- [擷取文字]
==========

動機

居然用自己的dp過了!!

Problem

A wiggle sequence is a sequence where the differences between successive numbers strictly alternate between positive and negative. The first difference (if one exists) may be either positive or negative. A sequence with one element and a sequence with two non-equal elements are trivially wiggle sequences.

  • For example, [1, 7, 4, 9, 2, 5] is a wiggle sequence because the differences (6, -3, 5, -7, 3) alternate between positive and negative.
  • In contrast, [1, 4, 7, 2, 5] and [1, 7, 4, 5, 5] are not wiggle sequences. The first is not because its first two differences are positive, and the second is not because its last difference is zero.

A subsequence is obtained by deleting some elements (possibly zero) from the original sequence, leaving the remaining elements in their original order.

Given an integer array nums, return the length of the longest wiggle subsequence of nums.

 

Example 1:

Input: nums = [1,7,4,9,2,5]Output: 6Explanation: The entire sequence is a wiggle sequence with differences (6, -3, 5, -7, 3).

Example 2:

Input: nums = [1,17,5,10,13,15,10,5,16,8]Output: 7Explanation: There are several subsequences that achieve this length.One is [1, 17, 10, 13, 10, 16, 8] with differences (16, -7, 3, -3, 6, -8).

Example 3:

Input: nums = [1,2,3,4,5,6,7,8,9]Output: 2

 

Constraints:

  • 1 <= nums.length <= 1000
  • 0 <= nums[i] <= 1000

 

Follow up: Could you solve this in O(n) time?

Sol

用mis的思路,不過這裡多要看有沒有wiggle

Wiggle可以是上下或是下上,這裡統一成上下,之後就是根據dp的奇偶性與數字大小做dp

class Solution:
    def wiggleMaxLength(self, nums: List[int]) -> int:
        dp = 1
        if len(nums) == 1:
            return 1
        
        inc = True
        for i in range(1,len(nums)):
            if nums[i-1] != nums[i]:
                inc = (nums[i-1] < nums[i])
                break
        if not inc:
            nums = [-x for x in nums]
        for i in range(1,len(nums)):
            if nums[i-1] < nums[i]:
                if dp % 2 == 1:
                    dp += 1
            elif nums[i-1] > nums[i]:
                if dp % 2 == 0:
                    dp += 1
            #print(i,dp)
        return dp

原本的解法是把上下都用成dp,在up或是down時以i為終點的最長長度

public class Solution {
    public int wiggleMaxLength(int[] nums) {
        if (nums.length < 2)

==========

- [練習題 A] 把條目中從含有「# Can you find the wooden front」的那一行到含有「[547,296,591,420]」的那一行(首尾兩行皆含)轉成兩欄 CSV,欄名為 request 與 answer,每個條目一列。文字與答案各置於一個加引號的欄位內,其中的換行一律改為空格。
上方的文字與以下條目之間沒有任何關聯。

- [提供的條目]
==========

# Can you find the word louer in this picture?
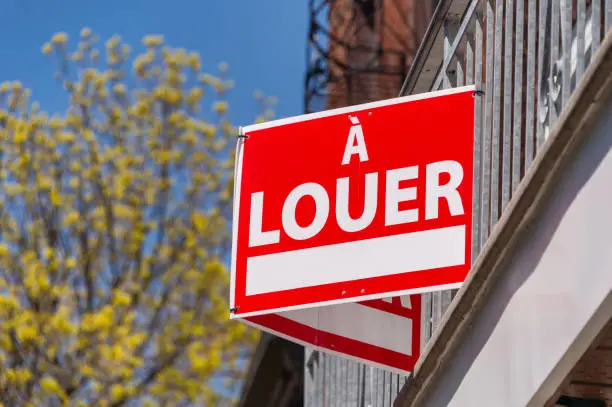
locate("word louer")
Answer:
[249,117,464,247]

==========

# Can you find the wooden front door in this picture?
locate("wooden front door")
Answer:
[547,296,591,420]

==========

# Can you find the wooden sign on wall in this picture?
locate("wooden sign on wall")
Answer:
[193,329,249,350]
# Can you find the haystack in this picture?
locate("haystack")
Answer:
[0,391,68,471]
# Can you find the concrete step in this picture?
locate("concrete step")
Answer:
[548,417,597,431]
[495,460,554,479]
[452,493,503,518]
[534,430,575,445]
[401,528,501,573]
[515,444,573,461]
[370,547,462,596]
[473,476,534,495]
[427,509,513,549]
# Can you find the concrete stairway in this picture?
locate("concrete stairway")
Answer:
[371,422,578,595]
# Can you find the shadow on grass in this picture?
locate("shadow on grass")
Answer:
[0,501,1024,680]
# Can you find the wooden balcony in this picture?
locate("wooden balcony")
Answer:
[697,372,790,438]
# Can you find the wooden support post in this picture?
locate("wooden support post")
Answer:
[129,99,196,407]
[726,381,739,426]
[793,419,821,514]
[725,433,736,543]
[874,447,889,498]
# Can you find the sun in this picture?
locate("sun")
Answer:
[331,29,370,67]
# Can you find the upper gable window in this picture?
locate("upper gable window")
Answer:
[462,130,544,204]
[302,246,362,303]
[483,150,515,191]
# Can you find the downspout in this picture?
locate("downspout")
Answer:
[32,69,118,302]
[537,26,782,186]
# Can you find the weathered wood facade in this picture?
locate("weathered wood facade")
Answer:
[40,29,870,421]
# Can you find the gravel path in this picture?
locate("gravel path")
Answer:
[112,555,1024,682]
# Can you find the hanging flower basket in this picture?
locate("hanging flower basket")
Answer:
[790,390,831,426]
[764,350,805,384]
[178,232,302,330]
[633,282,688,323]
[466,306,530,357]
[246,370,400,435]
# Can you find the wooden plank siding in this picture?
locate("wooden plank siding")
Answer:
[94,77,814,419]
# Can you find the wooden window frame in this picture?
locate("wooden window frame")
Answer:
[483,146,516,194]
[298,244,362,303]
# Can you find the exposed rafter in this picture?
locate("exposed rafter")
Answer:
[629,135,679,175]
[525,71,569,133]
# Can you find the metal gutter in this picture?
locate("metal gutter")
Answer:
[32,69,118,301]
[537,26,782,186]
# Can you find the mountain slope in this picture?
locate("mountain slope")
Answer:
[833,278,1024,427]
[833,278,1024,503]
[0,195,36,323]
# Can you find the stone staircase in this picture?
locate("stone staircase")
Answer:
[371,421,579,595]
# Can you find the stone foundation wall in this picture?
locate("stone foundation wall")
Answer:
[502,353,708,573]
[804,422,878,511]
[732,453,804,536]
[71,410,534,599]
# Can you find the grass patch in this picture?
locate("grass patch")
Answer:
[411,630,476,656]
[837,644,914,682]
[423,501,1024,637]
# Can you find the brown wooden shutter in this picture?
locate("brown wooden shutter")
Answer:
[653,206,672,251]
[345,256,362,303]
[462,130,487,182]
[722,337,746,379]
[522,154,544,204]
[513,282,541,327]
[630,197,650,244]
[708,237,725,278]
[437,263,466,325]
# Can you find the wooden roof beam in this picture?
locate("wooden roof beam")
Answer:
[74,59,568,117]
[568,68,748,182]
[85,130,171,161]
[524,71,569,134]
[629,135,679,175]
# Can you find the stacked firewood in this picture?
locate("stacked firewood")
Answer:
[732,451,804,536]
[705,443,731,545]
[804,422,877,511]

==========

- [練習題 B] 修改擷取文字中從「Wiggle可以是上下或是下」到「(nums[i-1] < nums[i])」的這一段並完整寫出,將其中的「nums」全部替換為「values」。

- [正確答案 A]
request,answer
"# Can you find the wooden front door in this picture? locate(""wooden front door"") Answer:","[547,296,591,420]"

- [正確答案 B]
Wiggle可以是上下或是下上,這裡統一成上下,之後就是根據dp的奇偶性與數字大小做dp

class Solution:
    def wiggleMaxLength(self, values: List[int]) -> int:
        dp = 1
        if len(values) == 1:
            return 1
        
        inc = True
        for i in range(1,len(values)):
            if values[i-1] != values[i]:
                inc = (values[i-1] < values[i])